L'étude prend appui sur un corpus constitué de 179 titres d'articles publiés dans le mensuel français Le Monde Diplomatique et leur traduction en espagnol parue dans l'édition espagnole de cette publication. Il s'agit d'un mensuel qui jouit d'un grand prestige par son influence et sa diffusion internationale.2
Afin de construire un corpus homogène du point de vue générique, nous avons limité notre analyse aux titres qui ouvrent des textes appartenant à un genre discursif de la presse écrite : l'article journalistique. Nous en avons donc écarté d'autres genres comme l'éditorial ou le reportage, dont la traduction pourrait répondre à d'autres paramètres.
À notre avis, l'intérêt de ces documents du point de vue de la traduction réside dans leur condition de textes qui combinent des marques visuelles (au niveau de la typographie et de la segmentation du texte) et des organisations discursives de type explicatif et argumentatif qui ne sont pas toutes directement transposables en espagnol (cf. Fernández et Lorda, 1999).
Le choix des titres comme objet d'étude est déterminé par le fait que ces segments sont appropriés comme unités de traduction, car ils permettent de bien délimiter la comparaison entre le texte de départ et le texte d'arrivée (Toury, 1995 ; Nord, 1998). En plus, les titres constituent des segments textuels complexes, à cause de leur polyfonctionnalité à plusieurs niveaux de l'organisation discursive. En effet, comme le signale C. Nord (1998 : 177), les différentes fonctions remplies par les titres peuvent se rapporter aux fonctions de base du langage :
- Fonction informative (annoncer le sujet qui va être développé dans l'article) ;
Les titres fonctionnent donc comme une entité sémantiquement complète et polyfonctionnelle dans la culture de départ et aussi dans la culture d'arrivée. Ces caractéristiques font de leur interprétation et ultérieure restitution un processus très riche qui sera analysé avec plus de détail dans les pages suivantes.
Le but de l'analyse contrastive est, en un premier temps, de décrire les mécanismes récurrents utilisés par les traducteurs pour rendre le sens postulé par le texte de départ avec le matériel linguistique et discursif de la langue d'arrivée. Ces mécanismes ou stratégies de traduction, qui relèvent d'un choix personnel du traducteur, rendent compte de son interprétation du texte. Dans un deuxième temps, la description des stratégies de traduction appliquées devrait nous permettre de cerner la stratégie de traduction générale qui oriente la démarche globale des traducteurs à l'égard des titres à traduire.
Même si l'objectif de notre analyse traductologique n'est pas de fournir des données quantitatives, nous allons préciser tout de même la fréquence d'apparition des stratégies observées, en décrivant cette fréquence comme « dominante » ou « secondaire ». En effet, nous avons décelé des régularités indicatives de tendances de traduction très nettes : les choix de traduction observés dans le corpus peuvent s'inscrire dans une échelle qui oscille entre des solutions qui reflètent le texte de départ d'une façon littérale ou presque et d'autres qui n'ont pas de rapport de conjonction totale avec le texte de départ (modulations, modifications et mutations selon le degré d'éloignement sémantique ; Van Leuven-Zwart, 1990). Le schéma suivant résume les catégories établies :
- Intervention du traducteur | - TRADUCTIONS LITTÉRALES
ET PRESQUE LITTÉRALES (dominantes) -
TRADUCTIONS NON LITTÉRALES (secondaires)

**Données enregistrées:**
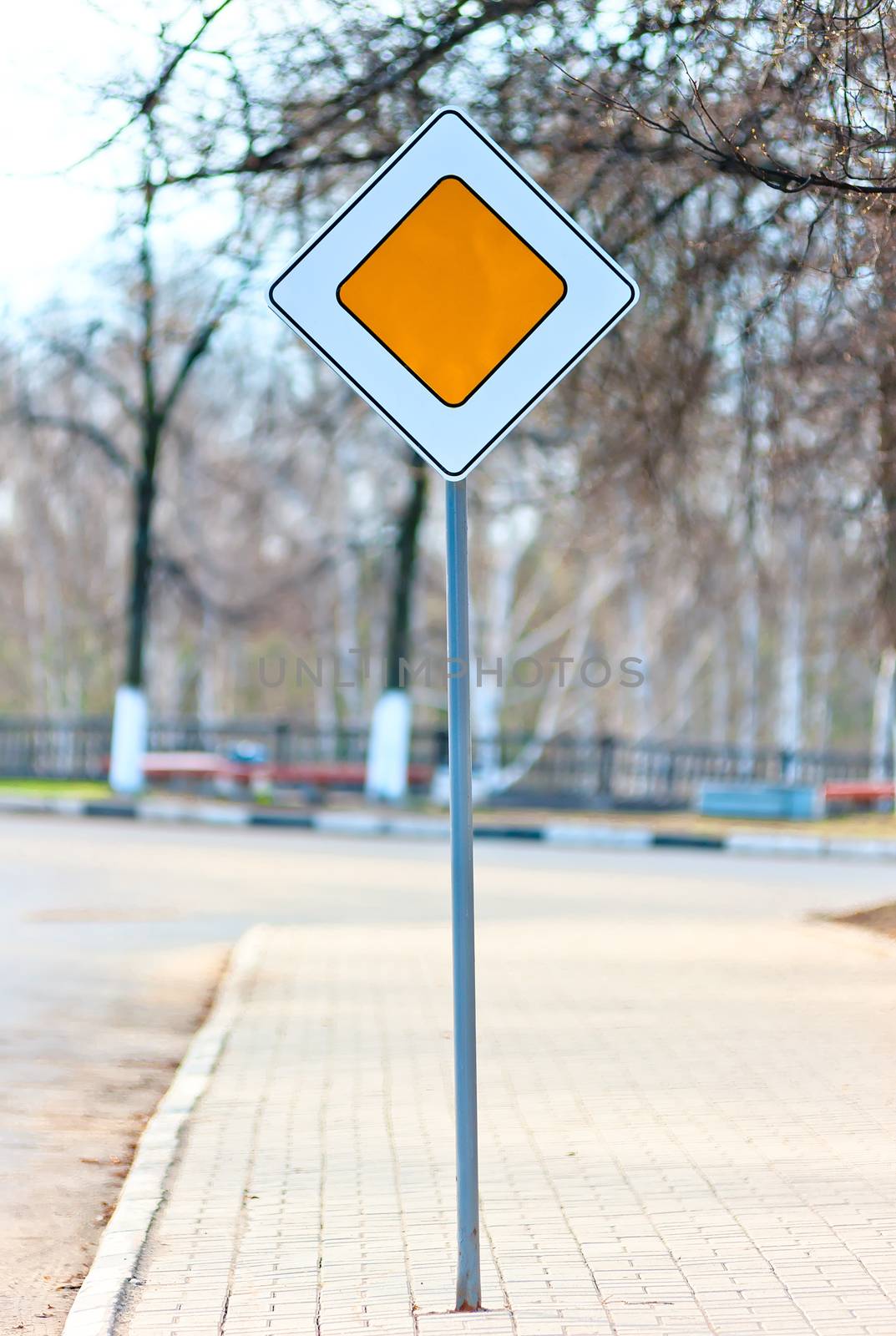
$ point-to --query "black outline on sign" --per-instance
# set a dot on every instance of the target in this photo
(449, 404)
(365, 393)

**Série d'exercices:**
1. Reproduisez fidèlement le texte sur la traduction des titres, depuis « L'étude prend appui » jusqu'à « à d'autres paramètres. ».
2. Répondez aux questions suivantes à partir du texte sur la traduction des titres :
(a) Combien de titres d'articles le corpus compte-t-il ?
(b) Quels genres de la presse écrite ont été écartés de l'analyse ?
(c) Quelles traductions le schéma qualifie-t-il de « dominantes » ?

**Réponses par exercice:**
1.
L'étude prend appui sur un corpus constitué de 179 titres d'articles publiés dans le mensuel français Le Monde Diplomatique et leur traduction en espagnol parue dans l'édition espagnole de cette publication. Il s'agit d'un mensuel qui jouit d'un grand prestige par son influence et sa diffusion internationale.2
Afin de construire un corpus homogène du point de vue générique, nous avons limité notre analyse aux titres qui ouvrent des textes appartenant à un genre discursif de la presse écrite : l'article journalistique. Nous en avons donc écarté d'autres genres comme l'éditorial ou le reportage, dont la traduction pourrait répondre à d'autres paramètres.

2.
(a) Le corpus compte 179 titres d'articles.
(b) L'éditorial et le reportage ont été écartés de l'analyse.
(c) Le schéma qualifie de « dominantes » les traductions littérales et presque littérales.